_REQUIRED WORK_
Please answer from the text on Goss, Mississippi, one answer per line:
(a) What is the elevation of Goss?
(b) Who was the first postmaster of Goss?
(c) What was the population of Goss in 1900?

_TEXT PASSAGE_
- Goss Goss
- Coordinates: 31°21′19″N 89°53′19″W﻿ / ﻿31.35528°N 89.88861°W
- Country: United States
- State: Mississippi
- County: Marion
- Elevation: 194 ft (59 m)
- Time zone: UTC-6 (Central (CST))
- • Summer (DST): UTC-5 (CDT)
- GNIS feature ID: 670553

= Goss, Mississippi =

Unincorporated community in Mississippi, US

Goss (also known as Prine or Rogers) is an unincorporated community in Marion County located 8 miles northwest of Columbia.

==History==
Goss was named for its first postmaster, Dr. Zeno Goss, who established a post office in 1891 or 1895. Doctor Goss practiced medicine in the area, and was known for having fought as a Confederate soldier in the Battle of Shiloh. The town is currently situated along the route of a decommissioned Illinois Central rail line, running parallel to Mississippi Highway 13. The rail line was originally established as the Columbia, Lumberton & Gulf Railroad in 1894, and, when the line expanded circa 1900 as the Gulf and Ship Island Railroad, it included service near Goss at milepost 100.32, which spurred the development of lumber and sawmill industries over the years. The W. B. Brown Lumber Company, Newsom Brothers & Buckley Lumber Company, and Bunker Hill Lumber Company operated lumber mills in Goss. In 2011, Georgia Pacific closed their lumberyard in Goss.

In 1900, Goss had a population of 28.

A post office operated under the name Goss from 1891 to 1956.

Goss is served by the Columbia School District.

_GIVEN INFORMATION_
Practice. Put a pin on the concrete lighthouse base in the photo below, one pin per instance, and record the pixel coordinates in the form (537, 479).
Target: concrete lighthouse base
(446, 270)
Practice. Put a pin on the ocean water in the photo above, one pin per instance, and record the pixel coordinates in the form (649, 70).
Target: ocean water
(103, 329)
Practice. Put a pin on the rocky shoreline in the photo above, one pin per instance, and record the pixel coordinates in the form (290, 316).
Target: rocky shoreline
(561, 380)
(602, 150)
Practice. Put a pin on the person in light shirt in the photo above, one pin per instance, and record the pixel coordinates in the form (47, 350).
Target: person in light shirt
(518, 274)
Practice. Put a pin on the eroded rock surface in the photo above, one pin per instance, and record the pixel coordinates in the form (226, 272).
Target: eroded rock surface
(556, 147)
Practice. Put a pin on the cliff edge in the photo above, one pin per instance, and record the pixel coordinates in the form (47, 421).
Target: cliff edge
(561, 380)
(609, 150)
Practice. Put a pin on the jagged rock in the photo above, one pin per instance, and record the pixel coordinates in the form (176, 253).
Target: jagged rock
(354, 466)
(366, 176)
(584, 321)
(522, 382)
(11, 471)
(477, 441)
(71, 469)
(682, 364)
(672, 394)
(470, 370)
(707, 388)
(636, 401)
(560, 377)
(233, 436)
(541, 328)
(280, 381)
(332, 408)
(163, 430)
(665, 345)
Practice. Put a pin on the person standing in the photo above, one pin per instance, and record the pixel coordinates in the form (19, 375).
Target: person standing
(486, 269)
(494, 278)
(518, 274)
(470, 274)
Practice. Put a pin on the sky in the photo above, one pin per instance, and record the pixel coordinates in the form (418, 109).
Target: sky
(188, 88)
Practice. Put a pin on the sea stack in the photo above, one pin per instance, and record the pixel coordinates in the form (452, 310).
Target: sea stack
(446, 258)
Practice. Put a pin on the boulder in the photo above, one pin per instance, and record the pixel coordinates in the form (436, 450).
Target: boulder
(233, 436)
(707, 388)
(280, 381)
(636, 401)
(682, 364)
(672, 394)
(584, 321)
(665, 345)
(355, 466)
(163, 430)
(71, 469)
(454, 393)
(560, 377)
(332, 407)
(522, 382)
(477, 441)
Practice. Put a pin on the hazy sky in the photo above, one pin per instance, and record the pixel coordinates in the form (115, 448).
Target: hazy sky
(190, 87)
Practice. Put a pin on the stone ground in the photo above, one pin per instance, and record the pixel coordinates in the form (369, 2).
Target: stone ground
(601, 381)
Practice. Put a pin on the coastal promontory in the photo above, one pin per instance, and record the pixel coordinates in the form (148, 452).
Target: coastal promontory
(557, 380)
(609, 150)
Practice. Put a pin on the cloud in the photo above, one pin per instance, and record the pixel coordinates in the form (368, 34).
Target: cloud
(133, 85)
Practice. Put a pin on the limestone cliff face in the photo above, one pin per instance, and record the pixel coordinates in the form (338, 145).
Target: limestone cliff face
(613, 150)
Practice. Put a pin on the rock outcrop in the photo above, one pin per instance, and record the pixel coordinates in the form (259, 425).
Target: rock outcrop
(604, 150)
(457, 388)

_TASK RESULT_
(a) 194 ft (59 m)
(b) Dr. Zeno Goss
(c) 28